--- Document section ---

Hydrogen > tertiary alkyl > secondary alkyl ≈ aryl > primary alkyl > methyl. The migrating group develops partial positive charge in the transition state because the migration involves a 1,2-shift to electron-poor oxygen with antiperiplanar departure of the carboxylate leaving group. Tertiary carbons stabilize positive charge best (hyperconjugation + induction); methyl stabilizes least, so methyl groups never migrate when any other option is available. Aryl groups can migrate slightly faster than secondary alkyl when they are electron-rich (p-methoxyphenyl > phenyl > p-nitrophenyl). The order means a methyl ketone PhCOCH3 always gives PhOCOCH3 (phenyl acetate) — phenyl migrates, methyl stays — and never the alternative PhCO2CH3 isomer. This predictability is what makes Baeyer-Villiger a synthesis tool rather than a curiosity.
Which peroxy acid should I use, and at what temperature?
meta-Chloroperoxybenzoic acid (mCPBA) is the workhorse — bench-stable solid, soluble in DCM, generally 70-77% pure (the rest is mCBA + water for safety). Standard conditions: 1.0 to 1.2 equiv mCPBA in CH2Cl2 at 0 °C, NaHCO3 buffer (1-2 equiv) to neutralize the chlorobenzoic acid byproduct and prevent over-oxidation. For more reactive substrates (cyclobutanones, strained ketones), trifluoroperacetic acid (CF3CO3H) generated in situ from H2O2 + (CF3CO)2O is faster and gives cleaner products. For green or large-scale chemistry, aqueous H2O2 + a Lewis-acid catalyst (Sn-zeolite from Corma; Pt-Bi for industrial caprolactone) avoids the stoichiometric mCBA byproduct. Temperature of 0 °C is recommended because the Criegee intermediate is thermally sensitive and warmer conditions promote epoxidation of any alkene side chains.

--- Data provided ---

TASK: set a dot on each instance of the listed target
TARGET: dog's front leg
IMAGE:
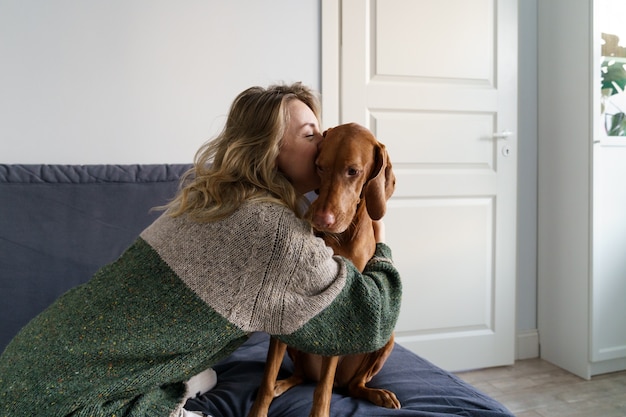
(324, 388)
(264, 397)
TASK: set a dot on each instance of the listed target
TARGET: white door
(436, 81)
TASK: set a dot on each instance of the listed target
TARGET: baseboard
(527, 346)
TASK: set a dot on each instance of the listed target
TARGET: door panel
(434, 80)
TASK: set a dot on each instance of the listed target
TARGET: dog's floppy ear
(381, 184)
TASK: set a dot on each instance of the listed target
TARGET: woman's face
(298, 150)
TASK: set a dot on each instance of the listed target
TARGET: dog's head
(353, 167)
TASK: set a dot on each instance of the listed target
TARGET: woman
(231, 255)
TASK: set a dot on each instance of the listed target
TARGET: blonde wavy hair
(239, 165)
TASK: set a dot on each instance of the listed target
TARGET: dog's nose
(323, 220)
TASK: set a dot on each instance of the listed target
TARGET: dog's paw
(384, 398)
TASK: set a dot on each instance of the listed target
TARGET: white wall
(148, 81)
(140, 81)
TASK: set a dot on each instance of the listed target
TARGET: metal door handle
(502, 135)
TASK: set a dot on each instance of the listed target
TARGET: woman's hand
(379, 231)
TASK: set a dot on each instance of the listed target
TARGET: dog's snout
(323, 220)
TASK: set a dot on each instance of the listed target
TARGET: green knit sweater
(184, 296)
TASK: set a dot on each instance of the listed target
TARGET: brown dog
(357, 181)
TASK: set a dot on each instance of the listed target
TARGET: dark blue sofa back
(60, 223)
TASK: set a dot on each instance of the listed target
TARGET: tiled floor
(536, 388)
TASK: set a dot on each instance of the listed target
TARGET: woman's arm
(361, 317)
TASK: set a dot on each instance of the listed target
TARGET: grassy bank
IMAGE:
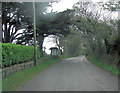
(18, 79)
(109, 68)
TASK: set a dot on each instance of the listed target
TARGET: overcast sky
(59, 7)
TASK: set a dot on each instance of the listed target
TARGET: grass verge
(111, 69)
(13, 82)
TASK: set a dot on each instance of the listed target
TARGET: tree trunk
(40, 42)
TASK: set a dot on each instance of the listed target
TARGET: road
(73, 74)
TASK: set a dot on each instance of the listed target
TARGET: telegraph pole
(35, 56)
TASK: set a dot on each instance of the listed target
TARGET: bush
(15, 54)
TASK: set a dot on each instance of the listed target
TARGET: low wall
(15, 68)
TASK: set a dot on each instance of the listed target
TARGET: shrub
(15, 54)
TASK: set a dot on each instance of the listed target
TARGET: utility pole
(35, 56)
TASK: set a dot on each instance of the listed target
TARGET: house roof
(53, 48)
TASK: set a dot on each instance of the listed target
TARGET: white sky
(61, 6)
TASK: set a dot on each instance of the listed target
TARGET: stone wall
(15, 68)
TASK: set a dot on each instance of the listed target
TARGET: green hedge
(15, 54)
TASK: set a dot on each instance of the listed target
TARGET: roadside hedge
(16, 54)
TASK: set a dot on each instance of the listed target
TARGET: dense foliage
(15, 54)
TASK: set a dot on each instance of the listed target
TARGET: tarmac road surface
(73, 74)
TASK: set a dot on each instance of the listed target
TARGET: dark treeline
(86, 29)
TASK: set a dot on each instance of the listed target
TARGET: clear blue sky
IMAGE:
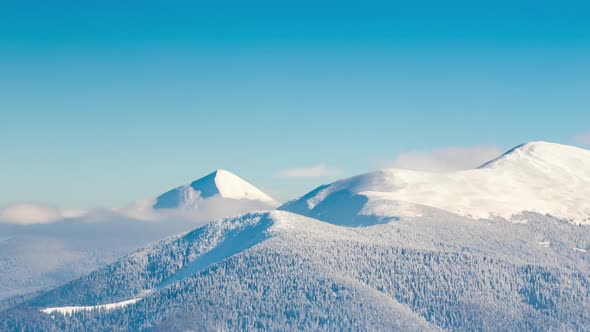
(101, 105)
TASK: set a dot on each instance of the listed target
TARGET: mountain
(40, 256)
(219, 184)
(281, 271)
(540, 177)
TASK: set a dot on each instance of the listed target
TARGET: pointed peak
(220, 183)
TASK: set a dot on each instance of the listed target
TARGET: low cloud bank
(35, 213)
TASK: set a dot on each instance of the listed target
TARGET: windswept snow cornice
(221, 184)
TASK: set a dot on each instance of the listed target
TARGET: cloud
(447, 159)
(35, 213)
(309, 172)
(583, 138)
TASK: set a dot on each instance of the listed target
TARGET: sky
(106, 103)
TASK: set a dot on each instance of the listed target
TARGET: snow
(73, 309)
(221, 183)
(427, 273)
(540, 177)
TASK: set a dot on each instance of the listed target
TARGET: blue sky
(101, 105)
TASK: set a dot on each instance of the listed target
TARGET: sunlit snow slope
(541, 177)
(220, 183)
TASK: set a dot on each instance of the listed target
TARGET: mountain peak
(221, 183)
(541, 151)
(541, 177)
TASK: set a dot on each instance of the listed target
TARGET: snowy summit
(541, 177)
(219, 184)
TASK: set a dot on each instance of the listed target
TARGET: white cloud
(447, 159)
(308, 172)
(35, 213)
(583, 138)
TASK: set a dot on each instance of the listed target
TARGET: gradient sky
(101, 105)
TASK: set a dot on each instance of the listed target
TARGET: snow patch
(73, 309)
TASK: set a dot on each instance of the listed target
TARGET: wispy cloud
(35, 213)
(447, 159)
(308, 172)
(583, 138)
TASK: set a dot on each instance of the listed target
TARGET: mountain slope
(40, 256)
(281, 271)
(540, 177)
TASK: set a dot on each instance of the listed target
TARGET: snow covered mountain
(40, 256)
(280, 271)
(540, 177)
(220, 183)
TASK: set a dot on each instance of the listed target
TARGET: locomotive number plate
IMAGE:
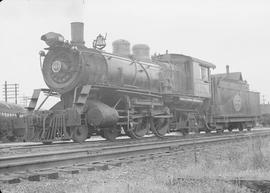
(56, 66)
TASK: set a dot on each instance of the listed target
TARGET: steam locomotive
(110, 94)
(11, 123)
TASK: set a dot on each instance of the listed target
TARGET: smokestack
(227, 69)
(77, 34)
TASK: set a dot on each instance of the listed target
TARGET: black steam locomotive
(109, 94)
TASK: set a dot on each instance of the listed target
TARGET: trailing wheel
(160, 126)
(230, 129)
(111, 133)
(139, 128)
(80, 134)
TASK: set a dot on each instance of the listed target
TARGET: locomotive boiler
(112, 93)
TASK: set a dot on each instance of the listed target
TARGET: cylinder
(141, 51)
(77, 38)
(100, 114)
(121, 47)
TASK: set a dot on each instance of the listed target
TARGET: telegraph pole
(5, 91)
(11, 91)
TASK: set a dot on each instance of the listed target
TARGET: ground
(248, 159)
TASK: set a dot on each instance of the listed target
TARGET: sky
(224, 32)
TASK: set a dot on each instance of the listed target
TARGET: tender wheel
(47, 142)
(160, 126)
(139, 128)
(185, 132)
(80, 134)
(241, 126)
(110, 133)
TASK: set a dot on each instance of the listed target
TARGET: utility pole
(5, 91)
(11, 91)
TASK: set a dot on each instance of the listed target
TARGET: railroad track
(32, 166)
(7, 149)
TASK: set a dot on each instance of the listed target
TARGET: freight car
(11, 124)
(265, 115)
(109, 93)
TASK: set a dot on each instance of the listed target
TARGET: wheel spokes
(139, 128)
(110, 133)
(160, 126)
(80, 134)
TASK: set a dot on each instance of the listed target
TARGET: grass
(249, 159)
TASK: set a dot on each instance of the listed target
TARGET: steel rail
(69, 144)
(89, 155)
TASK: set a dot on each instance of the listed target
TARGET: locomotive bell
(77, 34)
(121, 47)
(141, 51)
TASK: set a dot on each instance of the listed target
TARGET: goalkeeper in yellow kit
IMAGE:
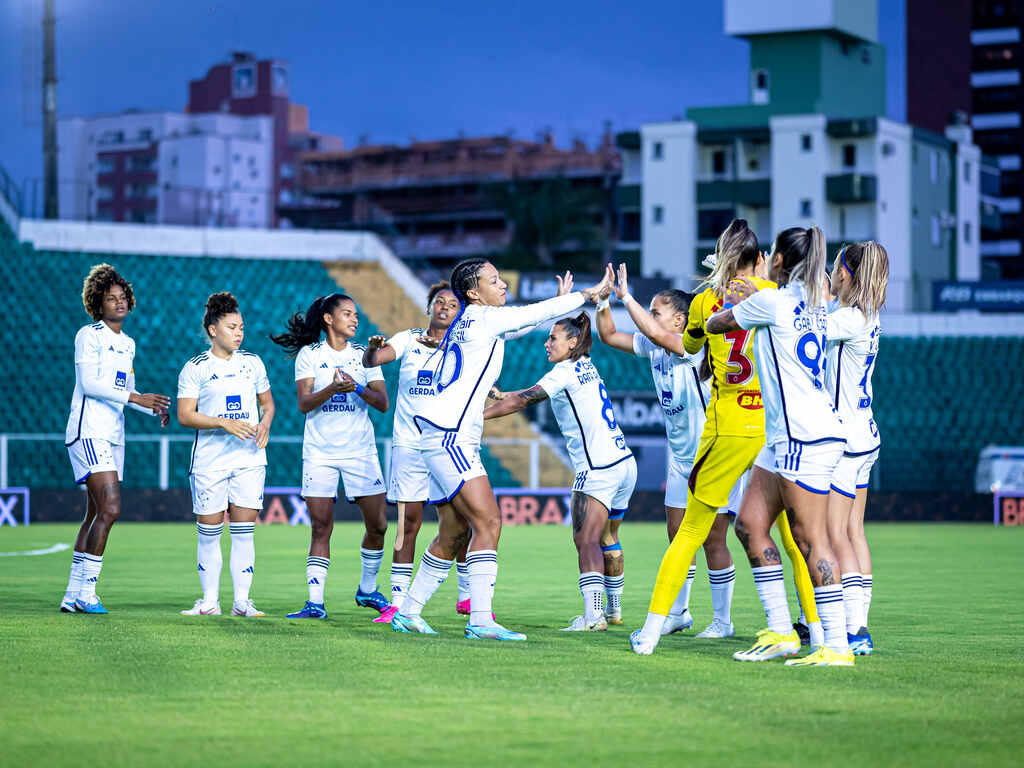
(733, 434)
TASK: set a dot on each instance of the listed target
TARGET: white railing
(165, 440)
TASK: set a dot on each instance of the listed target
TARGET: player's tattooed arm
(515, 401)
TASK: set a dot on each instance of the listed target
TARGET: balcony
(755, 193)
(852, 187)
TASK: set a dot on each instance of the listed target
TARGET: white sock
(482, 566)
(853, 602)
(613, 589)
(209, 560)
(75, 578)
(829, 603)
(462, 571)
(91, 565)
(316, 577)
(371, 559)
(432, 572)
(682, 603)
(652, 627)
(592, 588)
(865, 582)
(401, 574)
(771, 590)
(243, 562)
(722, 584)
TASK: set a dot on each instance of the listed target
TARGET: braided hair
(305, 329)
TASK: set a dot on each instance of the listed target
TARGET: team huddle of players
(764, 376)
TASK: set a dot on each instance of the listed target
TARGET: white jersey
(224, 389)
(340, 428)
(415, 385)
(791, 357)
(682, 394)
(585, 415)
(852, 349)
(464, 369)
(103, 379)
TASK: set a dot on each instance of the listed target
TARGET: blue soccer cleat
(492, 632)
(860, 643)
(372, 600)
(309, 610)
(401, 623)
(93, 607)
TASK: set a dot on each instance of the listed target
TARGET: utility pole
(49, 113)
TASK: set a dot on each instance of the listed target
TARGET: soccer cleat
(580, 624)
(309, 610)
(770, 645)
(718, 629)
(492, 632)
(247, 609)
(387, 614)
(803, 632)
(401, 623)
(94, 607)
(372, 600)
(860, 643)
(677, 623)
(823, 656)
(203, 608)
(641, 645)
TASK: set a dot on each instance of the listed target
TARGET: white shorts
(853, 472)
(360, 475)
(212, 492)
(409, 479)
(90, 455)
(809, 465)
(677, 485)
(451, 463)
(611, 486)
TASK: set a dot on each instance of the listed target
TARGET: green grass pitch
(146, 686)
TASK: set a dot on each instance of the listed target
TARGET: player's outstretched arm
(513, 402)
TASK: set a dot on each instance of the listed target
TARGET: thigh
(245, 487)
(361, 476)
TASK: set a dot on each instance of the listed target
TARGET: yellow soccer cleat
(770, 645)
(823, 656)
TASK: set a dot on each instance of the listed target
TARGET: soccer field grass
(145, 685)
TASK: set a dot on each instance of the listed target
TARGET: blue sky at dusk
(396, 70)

---

- Tasks:
1. Answer these questions using the Baeyer-Villiger text:
(a) Which group stabilizes positive charge least, and so never migrates when any other option is available?
(b) How pure is mCPBA generally?
(c) Why is a temperature of 0 °C recommended?
2. In the Baeyer-Villiger text, rewrite the paragraph beginning "meta-Chloroperoxybenzoic acid (mCPBA) is the workhorse" as a bulleted list that keeps its main facts.
3. Write the next part of the Baeyer-Villiger text, picking up after its final sentence.
The data plays no part in what follows and can be set aside.

- Answer section:
1.
(a) Methyl.
(b) Generally 70-77% pure. The rest is mCBA and water, for safety.
(c) The Criegee intermediate is thermally sensitive, and warmer conditions promote epoxidation of any alkene side chains.

2.
- mCPBA is the standard reagent. It is a bench-stable solid, soluble in DCM, and generally 70-77% pure, with mCBA and water making up the rest for safety.
- Standard conditions: 1.0 to 1.2 equiv mCPBA in CH2Cl2 at 0 °C, with 1-2 equiv NaHCO3 buffer to neutralize the chlorobenzoic acid byproduct and prevent over-oxidation.
- More reactive substrates (cyclobutanones, strained ketones): trifluoroperacetic acid (CF3CO3H), generated in situ from H2O2 + (CF3CO)2O, is faster and gives cleaner products.
- Green or large-scale chemistry: aqueous H2O2 with a Lewis-acid catalyst (Sn-zeolite from Corma; Pt-Bi for industrial caprolactone) avoids the stoichiometric mCBA byproduct.
- A temperature of 0 °C is recommended because the Criegee intermediate is thermally sensitive and warmer conditions promote epoxidation of alkene side chains.

3.
How does Baeyer-Villiger compare to alternative oxygen-insertion methods?
Baeyer-Villiger is unique because it inserts O into a C-C bond predictably with retention of stereochemistry at the migrating carbon. Alternatives are limited. The Hooker oxidation with KMnO4 cleaves C-C bonds but gives carboxylic acid fragments rather than esters. Ozonolysis cleaves alkenes (not ketones) into two carbonyls. Dakin oxidation oxidizes aryl aldehydes/ketones to phenols using H2O2/base, but only when an electron-donating ortho/para group is present. Enzymatic Baeyer-Villiger monooxygenases (BVMOs) like cyclohexanone monooxygenase do the same chemistry asymmetrically with NADPH and O2 as oxidant — the only practical route to enantiopure chiral lactones from prochiral ketones. So Baeyer-Villiger fills a niche no other reaction does.
What real syntheses depend on Baeyer-Villiger oxidation?
Caprolactone manufacture: cyclohexanone + peracetic acid → ε-caprolactone, used at ~50,000 ton/yr globally to make polycaprolactone biodegradable polymers (medical sutures, drug-delivery matrices). Caprolactam manufacture (Beckmann rearrangement of cyclohexanone oxime is the dominant route, but BV is used in some hybrid processes) → nylon-6, ~5 million ton/yr. Estradiol total synthesis (Bayer): a ring-expansion BV converts a cyclopentanone to a δ-valerolactone in the steroid D-ring. Bayliss-Hillman natural products and pheromone syntheses commonly use BV to install esters at retained stereogenic centers. The Mukaiyama-Isayama enzymatic BV is used commercially for chiral lactone fragrances by Givaudan and Firmenich.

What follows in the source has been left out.